> **STATED TASK**
Copy every item below word for word, keeping each on its own line.

> **DATA EXCERPTS**
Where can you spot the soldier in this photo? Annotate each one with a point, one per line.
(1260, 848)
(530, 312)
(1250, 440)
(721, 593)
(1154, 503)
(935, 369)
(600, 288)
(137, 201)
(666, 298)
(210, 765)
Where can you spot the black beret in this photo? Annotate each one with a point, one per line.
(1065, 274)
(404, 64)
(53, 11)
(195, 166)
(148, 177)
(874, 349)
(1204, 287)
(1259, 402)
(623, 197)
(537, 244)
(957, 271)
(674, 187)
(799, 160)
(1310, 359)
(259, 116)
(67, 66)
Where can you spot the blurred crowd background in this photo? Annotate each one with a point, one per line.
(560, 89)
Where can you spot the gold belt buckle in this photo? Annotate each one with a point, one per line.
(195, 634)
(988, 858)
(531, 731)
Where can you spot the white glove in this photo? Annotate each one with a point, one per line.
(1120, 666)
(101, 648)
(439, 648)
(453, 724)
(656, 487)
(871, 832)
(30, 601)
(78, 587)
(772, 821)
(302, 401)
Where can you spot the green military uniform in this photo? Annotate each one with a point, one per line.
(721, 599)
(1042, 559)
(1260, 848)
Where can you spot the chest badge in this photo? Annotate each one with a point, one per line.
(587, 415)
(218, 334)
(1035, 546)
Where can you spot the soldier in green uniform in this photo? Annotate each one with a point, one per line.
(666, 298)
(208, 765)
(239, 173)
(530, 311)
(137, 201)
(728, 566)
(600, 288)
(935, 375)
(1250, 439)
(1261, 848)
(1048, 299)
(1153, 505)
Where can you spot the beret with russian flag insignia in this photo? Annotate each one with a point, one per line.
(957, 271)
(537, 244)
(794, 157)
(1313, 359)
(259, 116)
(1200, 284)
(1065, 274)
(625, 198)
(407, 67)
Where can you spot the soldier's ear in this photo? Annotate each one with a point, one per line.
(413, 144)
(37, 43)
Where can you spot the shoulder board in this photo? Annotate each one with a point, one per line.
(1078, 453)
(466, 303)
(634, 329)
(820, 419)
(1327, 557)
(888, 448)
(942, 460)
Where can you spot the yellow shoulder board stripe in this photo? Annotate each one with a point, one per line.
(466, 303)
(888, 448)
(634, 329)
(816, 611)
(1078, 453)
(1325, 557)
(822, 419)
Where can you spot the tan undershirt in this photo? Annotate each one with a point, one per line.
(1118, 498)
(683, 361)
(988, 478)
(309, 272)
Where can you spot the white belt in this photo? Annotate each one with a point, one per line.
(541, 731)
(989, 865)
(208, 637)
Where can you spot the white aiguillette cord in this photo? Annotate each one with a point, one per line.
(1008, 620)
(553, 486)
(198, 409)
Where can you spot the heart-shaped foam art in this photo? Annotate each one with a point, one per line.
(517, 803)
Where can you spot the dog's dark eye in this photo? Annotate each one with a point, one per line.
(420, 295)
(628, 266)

> **SOLUTION TO THIS EXERCISE**
Where can you spot the soldier in this photo? Annotate each one with a point, one per line.
(1260, 848)
(530, 312)
(1250, 440)
(721, 593)
(1154, 503)
(935, 369)
(600, 288)
(137, 201)
(666, 298)
(210, 765)
Where can you spot the black beret in this photo? Annotate each one with a point, one per line.
(1065, 274)
(404, 64)
(53, 11)
(195, 166)
(148, 177)
(874, 349)
(1204, 287)
(1259, 402)
(623, 197)
(537, 244)
(957, 271)
(674, 187)
(799, 160)
(1310, 359)
(259, 116)
(67, 66)
Where can you spot the blurred crowd background in this photo? Annotate each one with a point, one per line.
(560, 89)
Where can you spot the gold belt buckle in this photo? Annotate each one with a point, one per line.
(195, 634)
(988, 858)
(531, 731)
Where can you spot the white glove in this photo? Annotate each one with a point, one per line.
(1120, 666)
(101, 648)
(439, 648)
(453, 724)
(656, 487)
(871, 832)
(30, 601)
(78, 587)
(772, 821)
(302, 401)
Where can you spot the green military uniform in this photo? Annotate each one with a point, one per line.
(721, 599)
(1042, 559)
(1260, 848)
Where can you spot the chest badge in this photo? Annotate each one with a point, one per line.
(587, 415)
(218, 334)
(1035, 546)
Where can you spot the soldier in green uniform in this photo? Annotate each one with a point, one per line.
(666, 298)
(208, 765)
(239, 173)
(530, 311)
(137, 201)
(728, 566)
(600, 288)
(935, 375)
(1250, 439)
(1261, 848)
(1048, 299)
(1153, 505)
Where can you spot the beret with russian flag insignia in this photo? Annotate each one with a point, one per line.
(957, 271)
(537, 244)
(794, 157)
(1313, 359)
(259, 116)
(1200, 284)
(1065, 274)
(625, 198)
(407, 67)
Where can you spot the soldier's ear in this photo? Annotate each one with a point, one per line.
(413, 144)
(37, 43)
Where can you spot the shoulder board in this photo? Annotate each one with a point, one per line.
(1078, 453)
(466, 303)
(634, 329)
(820, 419)
(1327, 557)
(888, 448)
(942, 460)
Where can you spot the yellow shoulder board stripe in this photo? Annotate each one with a point, one per line.
(466, 303)
(888, 448)
(634, 329)
(816, 611)
(1078, 453)
(1325, 557)
(822, 419)
Where can you spot the tan undershirt in this photo? Annotate each one with a point, one per line.
(1118, 498)
(683, 361)
(988, 478)
(309, 272)
Where can you spot the white belt in this photo? Annotate each one with a point, one per line.
(541, 731)
(989, 865)
(208, 637)
Where can you spot the white aiguillette cord in this photo? Annotate each one with a point, one per line.
(1008, 620)
(553, 486)
(198, 409)
Where can you spot the heart-shaped foam art in this photo? Annotate each one with a point, one per line.
(517, 803)
Where can you spot the dog's dark eye in this photo? Annotate each one with a point, one per line.
(420, 295)
(628, 266)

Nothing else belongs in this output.